# [Provided text]
On Thu, 19 Sept 2024 at 13:49, Tatsuo Ishii <ishii@postgresql.org> wrote:
> I also ran your query with count 1000.
>
> without the patch:
> Time: 3.655 ms
> Time: 4.123 ms
> Time: 2.163 ms
>
> wit the patch:
> Time: 3.641 ms
> Time: 2.356 ms
> Time: 2.347 ms
>
> It seems with the patch the performance is slightly better or almost
> same. I think the patch improves the performance without sacrificing
> the smaller iteration case.
You might need to use pgbench to get more stable results with such a
small test. If your CPU clocks down when idle, it's not going to clock
up as fast as you might like it to when you give it something to do.

Records from a point labeling set
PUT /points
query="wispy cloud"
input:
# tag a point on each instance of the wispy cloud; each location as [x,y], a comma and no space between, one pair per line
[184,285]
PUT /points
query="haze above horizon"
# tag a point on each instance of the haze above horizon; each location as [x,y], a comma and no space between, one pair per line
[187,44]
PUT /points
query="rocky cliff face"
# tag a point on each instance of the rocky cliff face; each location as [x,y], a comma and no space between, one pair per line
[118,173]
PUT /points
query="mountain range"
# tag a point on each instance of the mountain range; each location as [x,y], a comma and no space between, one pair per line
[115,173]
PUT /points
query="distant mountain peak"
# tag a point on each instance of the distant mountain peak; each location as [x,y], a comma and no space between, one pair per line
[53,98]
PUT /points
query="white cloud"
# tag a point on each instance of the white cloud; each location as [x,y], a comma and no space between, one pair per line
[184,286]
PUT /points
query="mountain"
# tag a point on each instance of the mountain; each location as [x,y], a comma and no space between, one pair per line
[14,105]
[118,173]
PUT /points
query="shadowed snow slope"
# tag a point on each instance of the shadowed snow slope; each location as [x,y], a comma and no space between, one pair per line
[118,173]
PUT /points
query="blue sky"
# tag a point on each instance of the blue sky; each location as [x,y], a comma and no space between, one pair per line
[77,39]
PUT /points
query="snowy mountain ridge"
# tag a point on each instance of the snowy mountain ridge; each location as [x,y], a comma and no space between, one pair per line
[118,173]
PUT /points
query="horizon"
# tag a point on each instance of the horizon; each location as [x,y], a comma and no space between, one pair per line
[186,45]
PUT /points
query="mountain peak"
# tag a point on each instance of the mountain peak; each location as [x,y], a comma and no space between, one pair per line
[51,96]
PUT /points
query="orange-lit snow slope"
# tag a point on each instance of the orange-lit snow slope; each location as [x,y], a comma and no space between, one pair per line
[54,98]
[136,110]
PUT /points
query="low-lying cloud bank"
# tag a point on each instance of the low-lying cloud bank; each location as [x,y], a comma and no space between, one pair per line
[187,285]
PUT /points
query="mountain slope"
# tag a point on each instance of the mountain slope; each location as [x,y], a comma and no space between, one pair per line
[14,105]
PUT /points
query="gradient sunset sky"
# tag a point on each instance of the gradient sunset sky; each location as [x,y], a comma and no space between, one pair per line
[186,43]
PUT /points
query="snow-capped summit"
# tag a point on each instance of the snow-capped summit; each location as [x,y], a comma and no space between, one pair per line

# [Exercises to complete]
a) In the PostgreSQL email, which tool does the reply recommend for getting more stable results from such a small test?
b) Write the next part of the PostgreSQL email, starting after its final sentence.
The records have nothing to do with this.

# [Expected results]
a) pgbench

b)
Here's what I got when running 1000 iterations:
$ cat bench.sql
with recursive cte (a) as (select 1 union all select cte.a+1 from cte
where cte.a+1 <= 1000) select count(*) from cte;
master
$ for i in {1..5}; do pgbench -n -f bench.sql -T 10 -M prepared
postgres | grep latency; done
latency average = 0.251 ms
latency average = 0.254 ms
latency average = 0.251 ms
latency average = 0.252 ms
latency average = 0.253 ms
patched
$ for i in {1..5}; do pgbench -n -f bench.sql -T 10 -M prepared
postgres | grep latency; done
latency average = 0.202 ms
latency average = 0.202 ms
latency average = 0.207 ms
latency average = 0.202 ms
latency average = 0.202 ms (~24.2% faster)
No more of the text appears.